What’s Being Done to Stem Overdose Deaths? 

 

2018 saw nearly 1,500 opiate-related overdose deaths. The majority of these deaths were linked to Fentanyl, a highly potent, addictive, and subsequently dangerous synthetic pain killer, and health officials say there needs to be a new approach to combating this rapidly rising epidemic before British Columbia will see a decrease in those numbers. 

 

When used in a medical setting/under careful supervision, opiates can be of benefit to patients depending on the circumstances in which they have been prescribed. However, it is when they are abused that they become problematic – and it can be quite easy to fall into the dangerous pattern of addiction when not careful, such as not following dosing instructions, sharing your medication or taking someone else’s medication that was not prescribed to you. Individuals with a previous history of alcohol or drug abuse (whether abuse of prescription drugs or other illicit drugs, such as cocaine or heroin) are also at an increased risk of relapsing into addiction.

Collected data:

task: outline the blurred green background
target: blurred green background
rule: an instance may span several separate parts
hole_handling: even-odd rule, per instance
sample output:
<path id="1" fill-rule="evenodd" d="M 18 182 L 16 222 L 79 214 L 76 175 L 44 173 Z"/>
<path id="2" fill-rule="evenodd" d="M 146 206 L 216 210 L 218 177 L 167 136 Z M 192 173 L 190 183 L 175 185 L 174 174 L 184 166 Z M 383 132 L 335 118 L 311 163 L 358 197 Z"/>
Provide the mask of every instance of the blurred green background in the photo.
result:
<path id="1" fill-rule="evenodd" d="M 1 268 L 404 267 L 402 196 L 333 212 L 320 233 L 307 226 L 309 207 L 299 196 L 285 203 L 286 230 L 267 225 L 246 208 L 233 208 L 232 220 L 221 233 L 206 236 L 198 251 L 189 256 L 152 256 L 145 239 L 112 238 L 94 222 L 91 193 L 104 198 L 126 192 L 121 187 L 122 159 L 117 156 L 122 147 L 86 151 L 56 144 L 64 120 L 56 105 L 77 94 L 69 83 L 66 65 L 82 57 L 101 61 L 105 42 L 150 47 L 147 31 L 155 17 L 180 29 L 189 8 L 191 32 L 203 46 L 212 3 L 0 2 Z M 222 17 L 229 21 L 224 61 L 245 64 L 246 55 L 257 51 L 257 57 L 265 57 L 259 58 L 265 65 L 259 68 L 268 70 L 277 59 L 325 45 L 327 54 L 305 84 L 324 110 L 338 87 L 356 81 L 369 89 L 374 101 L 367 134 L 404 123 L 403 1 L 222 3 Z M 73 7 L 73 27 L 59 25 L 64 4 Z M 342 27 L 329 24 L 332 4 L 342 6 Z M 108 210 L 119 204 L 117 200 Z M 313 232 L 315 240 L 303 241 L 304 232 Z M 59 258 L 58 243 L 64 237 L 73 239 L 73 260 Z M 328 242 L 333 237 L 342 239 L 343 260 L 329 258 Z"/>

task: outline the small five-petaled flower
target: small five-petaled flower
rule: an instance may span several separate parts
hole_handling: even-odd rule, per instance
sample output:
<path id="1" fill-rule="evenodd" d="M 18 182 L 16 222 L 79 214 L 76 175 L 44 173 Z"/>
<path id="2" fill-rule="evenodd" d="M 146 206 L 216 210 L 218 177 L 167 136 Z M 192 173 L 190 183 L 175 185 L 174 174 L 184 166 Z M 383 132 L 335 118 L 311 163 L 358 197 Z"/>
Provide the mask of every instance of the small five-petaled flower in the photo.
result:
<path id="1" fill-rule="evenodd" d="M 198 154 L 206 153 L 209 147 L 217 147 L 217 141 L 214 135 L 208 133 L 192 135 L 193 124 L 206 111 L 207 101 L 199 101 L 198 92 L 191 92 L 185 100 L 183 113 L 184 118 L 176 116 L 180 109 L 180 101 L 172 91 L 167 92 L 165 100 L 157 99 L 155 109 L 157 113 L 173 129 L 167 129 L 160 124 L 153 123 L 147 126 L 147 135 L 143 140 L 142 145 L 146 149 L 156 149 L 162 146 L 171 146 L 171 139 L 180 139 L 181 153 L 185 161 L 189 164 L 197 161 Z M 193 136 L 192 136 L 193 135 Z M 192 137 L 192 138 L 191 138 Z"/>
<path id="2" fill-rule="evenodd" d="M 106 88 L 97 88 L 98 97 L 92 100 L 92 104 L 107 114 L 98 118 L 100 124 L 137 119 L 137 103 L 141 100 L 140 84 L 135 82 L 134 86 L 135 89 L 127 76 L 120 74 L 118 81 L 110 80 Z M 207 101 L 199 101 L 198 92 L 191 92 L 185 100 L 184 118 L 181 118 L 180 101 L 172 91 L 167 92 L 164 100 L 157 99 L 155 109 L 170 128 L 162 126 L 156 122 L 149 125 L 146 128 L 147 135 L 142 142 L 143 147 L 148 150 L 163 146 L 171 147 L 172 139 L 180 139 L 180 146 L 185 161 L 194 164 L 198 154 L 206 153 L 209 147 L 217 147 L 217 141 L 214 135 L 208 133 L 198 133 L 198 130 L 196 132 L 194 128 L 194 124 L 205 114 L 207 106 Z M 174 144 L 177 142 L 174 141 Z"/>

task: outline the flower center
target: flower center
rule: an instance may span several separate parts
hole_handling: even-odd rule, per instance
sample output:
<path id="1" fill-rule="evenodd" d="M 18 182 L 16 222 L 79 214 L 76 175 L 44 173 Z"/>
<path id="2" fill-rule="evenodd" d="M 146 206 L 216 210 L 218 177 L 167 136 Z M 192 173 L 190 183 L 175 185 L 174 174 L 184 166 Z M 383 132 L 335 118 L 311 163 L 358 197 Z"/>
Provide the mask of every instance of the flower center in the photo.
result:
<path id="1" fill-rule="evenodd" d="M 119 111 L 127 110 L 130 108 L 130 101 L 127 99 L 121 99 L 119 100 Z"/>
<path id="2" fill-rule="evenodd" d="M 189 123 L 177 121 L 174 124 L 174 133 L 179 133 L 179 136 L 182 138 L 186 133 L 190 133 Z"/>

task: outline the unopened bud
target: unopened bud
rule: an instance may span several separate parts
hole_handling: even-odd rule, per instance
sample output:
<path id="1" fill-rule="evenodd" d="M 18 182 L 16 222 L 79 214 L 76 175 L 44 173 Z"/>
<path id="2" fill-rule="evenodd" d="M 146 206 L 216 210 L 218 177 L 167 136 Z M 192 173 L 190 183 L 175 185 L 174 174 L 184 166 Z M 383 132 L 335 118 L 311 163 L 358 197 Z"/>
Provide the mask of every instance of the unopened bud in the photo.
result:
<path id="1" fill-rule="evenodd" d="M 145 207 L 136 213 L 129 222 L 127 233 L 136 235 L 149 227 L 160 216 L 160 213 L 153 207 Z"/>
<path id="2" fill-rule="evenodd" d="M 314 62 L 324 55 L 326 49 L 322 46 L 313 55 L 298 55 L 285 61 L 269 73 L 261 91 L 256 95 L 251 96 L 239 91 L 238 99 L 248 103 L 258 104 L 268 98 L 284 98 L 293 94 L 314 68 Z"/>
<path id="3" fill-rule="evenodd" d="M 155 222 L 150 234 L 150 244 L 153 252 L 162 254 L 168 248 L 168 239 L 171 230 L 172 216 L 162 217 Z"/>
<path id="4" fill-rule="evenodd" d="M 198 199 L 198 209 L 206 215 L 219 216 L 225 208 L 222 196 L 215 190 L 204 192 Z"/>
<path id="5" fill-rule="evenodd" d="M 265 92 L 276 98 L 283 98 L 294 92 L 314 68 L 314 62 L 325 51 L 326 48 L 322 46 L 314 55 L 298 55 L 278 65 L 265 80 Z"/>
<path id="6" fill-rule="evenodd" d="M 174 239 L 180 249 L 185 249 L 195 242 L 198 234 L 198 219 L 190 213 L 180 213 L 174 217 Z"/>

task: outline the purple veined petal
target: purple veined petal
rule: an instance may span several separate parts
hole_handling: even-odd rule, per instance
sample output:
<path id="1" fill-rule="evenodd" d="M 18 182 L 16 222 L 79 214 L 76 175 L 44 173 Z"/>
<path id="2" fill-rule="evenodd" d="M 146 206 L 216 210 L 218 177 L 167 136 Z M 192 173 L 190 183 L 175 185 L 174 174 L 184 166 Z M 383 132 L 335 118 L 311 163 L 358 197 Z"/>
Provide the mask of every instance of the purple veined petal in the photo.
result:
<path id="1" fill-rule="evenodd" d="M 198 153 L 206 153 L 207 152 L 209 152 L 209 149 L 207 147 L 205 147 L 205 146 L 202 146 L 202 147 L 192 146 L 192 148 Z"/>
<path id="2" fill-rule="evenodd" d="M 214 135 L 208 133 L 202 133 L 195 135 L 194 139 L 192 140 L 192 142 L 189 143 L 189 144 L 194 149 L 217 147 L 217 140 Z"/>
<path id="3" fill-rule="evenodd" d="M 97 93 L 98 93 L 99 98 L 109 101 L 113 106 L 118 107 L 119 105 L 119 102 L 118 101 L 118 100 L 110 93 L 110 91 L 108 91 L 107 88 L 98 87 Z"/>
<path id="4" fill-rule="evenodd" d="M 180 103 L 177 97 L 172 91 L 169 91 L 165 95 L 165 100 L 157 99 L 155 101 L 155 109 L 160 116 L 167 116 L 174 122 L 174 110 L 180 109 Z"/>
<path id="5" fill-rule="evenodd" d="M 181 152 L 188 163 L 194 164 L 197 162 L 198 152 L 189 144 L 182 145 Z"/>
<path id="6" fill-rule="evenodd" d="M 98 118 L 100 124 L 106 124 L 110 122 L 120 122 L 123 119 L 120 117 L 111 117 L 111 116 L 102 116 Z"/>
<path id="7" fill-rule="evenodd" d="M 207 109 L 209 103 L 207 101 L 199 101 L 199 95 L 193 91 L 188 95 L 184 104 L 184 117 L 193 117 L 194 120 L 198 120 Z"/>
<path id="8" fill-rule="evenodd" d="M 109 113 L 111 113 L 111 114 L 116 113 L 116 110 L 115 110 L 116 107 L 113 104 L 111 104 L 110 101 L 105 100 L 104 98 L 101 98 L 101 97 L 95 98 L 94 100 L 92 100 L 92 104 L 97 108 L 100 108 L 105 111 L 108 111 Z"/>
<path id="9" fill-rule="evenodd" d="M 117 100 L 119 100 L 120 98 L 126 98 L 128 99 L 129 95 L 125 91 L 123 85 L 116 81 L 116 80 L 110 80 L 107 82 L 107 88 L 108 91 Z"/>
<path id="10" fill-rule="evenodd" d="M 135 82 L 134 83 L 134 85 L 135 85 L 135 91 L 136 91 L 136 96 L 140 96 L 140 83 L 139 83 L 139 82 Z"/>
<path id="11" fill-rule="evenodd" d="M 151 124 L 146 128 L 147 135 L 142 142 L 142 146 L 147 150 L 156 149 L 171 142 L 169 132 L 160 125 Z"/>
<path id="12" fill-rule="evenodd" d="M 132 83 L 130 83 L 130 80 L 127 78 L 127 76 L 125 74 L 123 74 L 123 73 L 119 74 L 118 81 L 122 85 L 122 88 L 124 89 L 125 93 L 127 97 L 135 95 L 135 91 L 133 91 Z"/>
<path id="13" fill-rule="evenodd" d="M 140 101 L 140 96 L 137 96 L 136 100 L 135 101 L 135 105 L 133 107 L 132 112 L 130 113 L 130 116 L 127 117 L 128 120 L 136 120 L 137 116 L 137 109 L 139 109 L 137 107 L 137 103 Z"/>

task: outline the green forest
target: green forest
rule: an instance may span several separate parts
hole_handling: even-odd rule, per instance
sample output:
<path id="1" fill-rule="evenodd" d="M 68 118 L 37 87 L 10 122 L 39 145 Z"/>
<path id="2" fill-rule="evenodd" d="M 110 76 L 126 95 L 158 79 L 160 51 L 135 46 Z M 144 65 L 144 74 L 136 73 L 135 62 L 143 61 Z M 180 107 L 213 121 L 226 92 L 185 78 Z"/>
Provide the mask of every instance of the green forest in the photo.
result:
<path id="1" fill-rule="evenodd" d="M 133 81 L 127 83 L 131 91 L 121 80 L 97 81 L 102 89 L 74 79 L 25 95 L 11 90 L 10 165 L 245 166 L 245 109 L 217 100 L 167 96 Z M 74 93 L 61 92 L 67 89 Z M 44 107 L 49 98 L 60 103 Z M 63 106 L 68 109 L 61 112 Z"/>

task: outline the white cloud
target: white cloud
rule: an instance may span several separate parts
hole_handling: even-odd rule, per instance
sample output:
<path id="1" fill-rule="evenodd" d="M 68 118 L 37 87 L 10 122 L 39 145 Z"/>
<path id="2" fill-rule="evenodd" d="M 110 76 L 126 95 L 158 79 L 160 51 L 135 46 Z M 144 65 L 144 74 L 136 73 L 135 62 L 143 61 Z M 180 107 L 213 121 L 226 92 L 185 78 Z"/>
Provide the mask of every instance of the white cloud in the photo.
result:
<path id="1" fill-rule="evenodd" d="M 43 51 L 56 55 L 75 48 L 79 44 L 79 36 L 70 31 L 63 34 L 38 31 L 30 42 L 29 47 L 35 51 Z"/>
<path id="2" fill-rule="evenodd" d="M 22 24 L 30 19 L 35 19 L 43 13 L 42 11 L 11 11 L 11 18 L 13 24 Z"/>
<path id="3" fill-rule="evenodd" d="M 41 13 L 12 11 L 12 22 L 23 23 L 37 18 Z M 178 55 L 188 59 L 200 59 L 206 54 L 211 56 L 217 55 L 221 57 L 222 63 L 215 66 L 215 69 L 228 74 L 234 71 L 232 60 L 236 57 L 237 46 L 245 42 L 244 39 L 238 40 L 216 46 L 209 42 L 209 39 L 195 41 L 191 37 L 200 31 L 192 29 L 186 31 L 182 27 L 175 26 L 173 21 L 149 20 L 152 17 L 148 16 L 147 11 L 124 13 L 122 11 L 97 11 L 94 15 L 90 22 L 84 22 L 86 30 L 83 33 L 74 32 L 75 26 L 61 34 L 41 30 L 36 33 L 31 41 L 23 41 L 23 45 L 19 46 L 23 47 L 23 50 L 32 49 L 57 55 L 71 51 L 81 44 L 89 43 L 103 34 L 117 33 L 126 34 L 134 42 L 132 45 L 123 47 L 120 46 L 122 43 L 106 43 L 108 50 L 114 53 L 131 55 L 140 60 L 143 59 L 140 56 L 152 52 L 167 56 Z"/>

* **WHAT YOU NEED TO DO**
Return everything from "When used in" down to "relapsing into addiction." in the text on overdose deaths, copied word for word. The material stands apart from the text on overdose deaths.

* **EXERCISE RESPONSE**
When used in a medical setting/under careful supervision, opiates can be of benefit to patients depending on the circumstances in which they have been prescribed. However, it is when they are abused that they become problematic – and it can be quite easy to fall into the dangerous pattern of addiction when not careful, such as not following dosing instructions, sharing your medication or taking someone else’s medication that was not prescribed to you. Individuals with a previous history of alcohol or drug abuse (whether abuse of prescription drugs or other illicit drugs, such as cocaine or heroin) are also at an increased risk of relapsing into addiction.